Estratto della pagina:
Ebbene
si, sono proprio io ….
E’
cominciato così, grazie alle nuove potenzialità che il progresso tecnologico ci
ha messo a disposizione. Dall’altra parte della tastiera e del monitor come un
fantasma liberato da secolari catene il volto, il nome, che si sostanzia come
presenza uscendo dai cassetti della memoria.
Altre volte in questi anni
casualmente o meno, hai ritrovato volti e nomi antichi, tutti smarriti per le
strade del mondo eppure,….eppure. Eppure questa volta è diverso. Nella vita ci
sono dei punti che possiamo riconoscere, a posteriori, come dei crinali. Quelli
in cui deve operare delle scelte. Se scendere a valle, a destra o sinistra, se
continuare a camminare o se fermarti ancora un po’ a rimirare il panorama e
riempirti occhi e anima di qualcosa che, temi difficilmente potrà ripetersi
Ecco,
la naja (servizio militare obbligatorio) per la mia generazione e per tutte
quelle che ci hanno preceduto o seguito, ha significato, alla fin fine tutto
questo. Un periodo di tempo sospeso in cui potersi permettere, giustificati, di
rimandare le decisioni e intanto godere degli orizzonti e dei confini della
propria vita da un punto di vista tanto
neutro quanto provvisorio.
Ritrovarsi,
quindi, dopo più di tre decenni in un modo fortunoso, in un mondo, naturalmente regno del caos in cui sembra non esistere il caso, ha fatto riemergere e
annusare di nuovo quel profumo, quella sensazione di senza tempo, di distacco,
sia pur momentaneo, dalle beghe esistenziali.
I
rapporti nascevano e si esaurivano in maniera assolutamente occasionale ma, a
volte, si affinavano, si consolidavano e si sostanziavano grazie proprio a
quell’ apparente casualità e transitorietà. Non c’era motivo di competizione,
invidia o dietrologia proprio per la mancanza di incroci di interessi comuni e,
potenzialmente, conflittuali. La
comunanza d’interessi si basava, soprattutto, sulla condivisione di questo
tempo sospeso proprio sul confine di una vita che era lì lì per sbocciare con i
suoi problemi, le sue aspettative e le sue responsabilità. E ci si scambiava momenti
leggeri come il fumo della sigaretta che passava da una mano all'altra.
Alfio
è stato il primo a riemergere dal web. Il toscano, che mi iniziò alla conoscenza del vin santo. Poi
come un filo di Arianna che si srotola davanti, rapidamente,con un passaggio dopo l’altro ecco Vincenzo, il
gigante buono della Sabina, Eugenio il serio lavoratore padano, Gianni che ci deliziava con
i profumi e i prodotti della sua Sardegna, e poi Luca che generosamente ci
ospitava nella fattoria del nonno e poi Salvatore che sembra non attraversare un periodo
facile e poi…. poi sicuramente altri arriveranno.

Voci da un dataset di puntamento:
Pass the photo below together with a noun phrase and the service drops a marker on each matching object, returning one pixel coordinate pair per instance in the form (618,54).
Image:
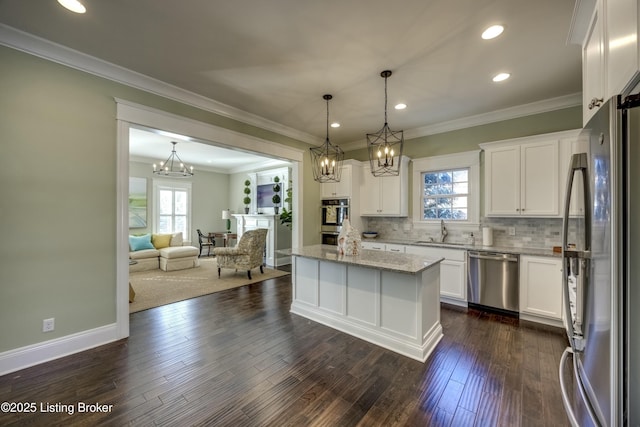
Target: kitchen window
(447,188)
(446,195)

Completa quanto segue:
A) Rispondi alle seguenti domande sul brano sulla naja.
(i) Dopo quanto tempo, secondo il brano, avviene il ritrovarsi?
(ii) Chi è stato il primo a riemergere dal web?
(iii) Chi ospitava il gruppo nella fattoria del nonno?
B) Restituisci senza alcuna modifica la parte del brano sulla naja che inizia con le parole "Altre volte in" e si chiude dopo le parole "neutro quanto provvisorio.".

Esiti delle attività:
A)
(i) Dopo più di tre decenni.
(ii) Alfio, il toscano.
(iii) Luca.

B)
Altre volte in questi anni
casualmente o meno, hai ritrovato volti e nomi antichi, tutti smarriti per le
strade del mondo eppure,….eppure. Eppure questa volta è diverso. Nella vita ci
sono dei punti che possiamo riconoscere, a posteriori, come dei crinali. Quelli
in cui deve operare delle scelte. Se scendere a valle, a destra o sinistra, se
continuare a camminare o se fermarti ancora un po’ a rimirare il panorama e
riempirti occhi e anima di qualcosa che, temi difficilmente potrà ripetersi
Ecco,
la naja (servizio militare obbligatorio) per la mia generazione e per tutte
quelle che ci hanno preceduto o seguito, ha significato, alla fin fine tutto
questo. Un periodo di tempo sospeso in cui potersi permettere, giustificati, di
rimandare le decisioni e intanto godere degli orizzonti e dei confini della
propria vita da un punto di vista tanto
neutro quanto provvisorio.